▶ EXERCISE PROMPT: Turn the entries from the line with "</instance>" up to and including the line with "rough mask: <svg" into a Markdown table with the columns Row and Line, numbering each line and leaving out blank lines.

Data excerpts
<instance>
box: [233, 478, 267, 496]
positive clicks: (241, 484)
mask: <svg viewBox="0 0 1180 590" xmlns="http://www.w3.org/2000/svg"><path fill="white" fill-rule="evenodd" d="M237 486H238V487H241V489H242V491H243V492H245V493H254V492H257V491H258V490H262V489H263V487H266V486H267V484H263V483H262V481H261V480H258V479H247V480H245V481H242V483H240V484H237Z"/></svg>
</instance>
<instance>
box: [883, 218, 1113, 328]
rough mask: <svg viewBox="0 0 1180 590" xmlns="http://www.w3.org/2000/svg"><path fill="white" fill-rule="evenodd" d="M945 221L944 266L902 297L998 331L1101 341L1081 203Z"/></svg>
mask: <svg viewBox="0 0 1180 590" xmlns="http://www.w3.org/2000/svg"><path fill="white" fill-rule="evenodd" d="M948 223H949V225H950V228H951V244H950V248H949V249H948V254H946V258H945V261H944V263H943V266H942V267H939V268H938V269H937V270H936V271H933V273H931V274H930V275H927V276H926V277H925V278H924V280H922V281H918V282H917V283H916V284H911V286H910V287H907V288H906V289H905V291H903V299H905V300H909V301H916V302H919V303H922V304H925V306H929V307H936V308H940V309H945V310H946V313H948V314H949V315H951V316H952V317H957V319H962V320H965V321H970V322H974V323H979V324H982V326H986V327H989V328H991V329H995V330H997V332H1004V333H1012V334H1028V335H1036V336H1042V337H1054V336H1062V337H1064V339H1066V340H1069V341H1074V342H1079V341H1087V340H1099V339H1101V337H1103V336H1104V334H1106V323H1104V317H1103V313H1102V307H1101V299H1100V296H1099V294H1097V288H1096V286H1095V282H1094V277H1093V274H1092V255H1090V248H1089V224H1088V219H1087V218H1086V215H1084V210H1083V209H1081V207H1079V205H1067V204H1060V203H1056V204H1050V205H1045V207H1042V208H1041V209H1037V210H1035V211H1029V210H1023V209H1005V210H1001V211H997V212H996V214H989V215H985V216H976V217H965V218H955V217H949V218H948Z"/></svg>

▶ EXERCISE RESULT:
| Row | Line |
|---|---|
| 1 | </instance> |
| 2 | <instance> |
| 3 | box: [883, 218, 1113, 328] |
| 4 | rough mask: <svg viewBox="0 0 1180 590" xmlns="http://www.w3.org/2000/svg"><path fill="white" fill-rule="evenodd" d="M945 221L944 266L902 297L998 331L1101 341L1081 203Z"/></svg> |